THE TASK: Copy every one of the following items line by line, with no changes.

═════ RAW DATA

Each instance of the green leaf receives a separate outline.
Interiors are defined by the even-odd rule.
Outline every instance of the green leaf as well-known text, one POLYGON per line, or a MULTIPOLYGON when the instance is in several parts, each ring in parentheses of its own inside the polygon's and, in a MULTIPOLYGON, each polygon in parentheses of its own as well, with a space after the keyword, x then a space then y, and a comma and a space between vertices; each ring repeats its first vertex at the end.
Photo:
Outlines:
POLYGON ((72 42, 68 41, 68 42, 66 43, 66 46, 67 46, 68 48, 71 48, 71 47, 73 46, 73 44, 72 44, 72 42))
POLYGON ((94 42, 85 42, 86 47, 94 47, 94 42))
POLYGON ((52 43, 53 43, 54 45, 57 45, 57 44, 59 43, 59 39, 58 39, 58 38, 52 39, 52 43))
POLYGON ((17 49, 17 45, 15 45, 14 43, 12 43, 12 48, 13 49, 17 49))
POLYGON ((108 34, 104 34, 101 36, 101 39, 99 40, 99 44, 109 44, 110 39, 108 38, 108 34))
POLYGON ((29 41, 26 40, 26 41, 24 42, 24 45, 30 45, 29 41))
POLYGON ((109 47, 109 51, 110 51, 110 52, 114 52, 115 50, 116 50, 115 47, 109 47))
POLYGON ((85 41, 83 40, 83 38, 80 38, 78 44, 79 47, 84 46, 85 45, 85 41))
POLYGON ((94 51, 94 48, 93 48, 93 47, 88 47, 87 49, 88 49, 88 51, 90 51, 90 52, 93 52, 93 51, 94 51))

══════════

RESPONSE FOR THIS EXERCISE:
Each instance of the green leaf receives a separate outline.
Interiors are defined by the even-odd rule.
Outline every instance of the green leaf as well-known text, one POLYGON per line, or a MULTIPOLYGON when the instance is in several parts, each ring in parentheses of its own inside the polygon's and, in a MULTIPOLYGON, each polygon in parentheses of its own as well, with a space after the keyword, x then a space then y, and a comma and a space between vertices; each ring repeats its first vertex at the end.
Photo:
Outlines:
POLYGON ((72 42, 68 41, 68 42, 66 43, 66 46, 67 46, 68 48, 71 48, 71 47, 73 46, 73 44, 72 44, 72 42))
POLYGON ((94 42, 85 42, 86 47, 94 47, 94 42))
POLYGON ((52 43, 53 43, 54 45, 57 45, 57 44, 59 43, 59 39, 58 39, 58 38, 52 39, 52 43))
POLYGON ((17 49, 17 45, 15 45, 14 43, 12 43, 12 48, 13 49, 17 49))
POLYGON ((108 34, 104 34, 101 36, 101 39, 99 40, 99 44, 109 44, 110 39, 108 38, 108 34))
POLYGON ((29 41, 26 40, 26 41, 24 42, 24 45, 30 45, 29 41))
POLYGON ((109 47, 109 51, 110 51, 110 52, 114 52, 115 50, 116 50, 115 47, 109 47))
POLYGON ((85 41, 83 40, 83 38, 80 38, 78 44, 79 47, 84 46, 85 45, 85 41))
POLYGON ((94 51, 94 48, 93 48, 93 47, 88 47, 87 49, 88 49, 88 51, 90 51, 90 52, 93 52, 93 51, 94 51))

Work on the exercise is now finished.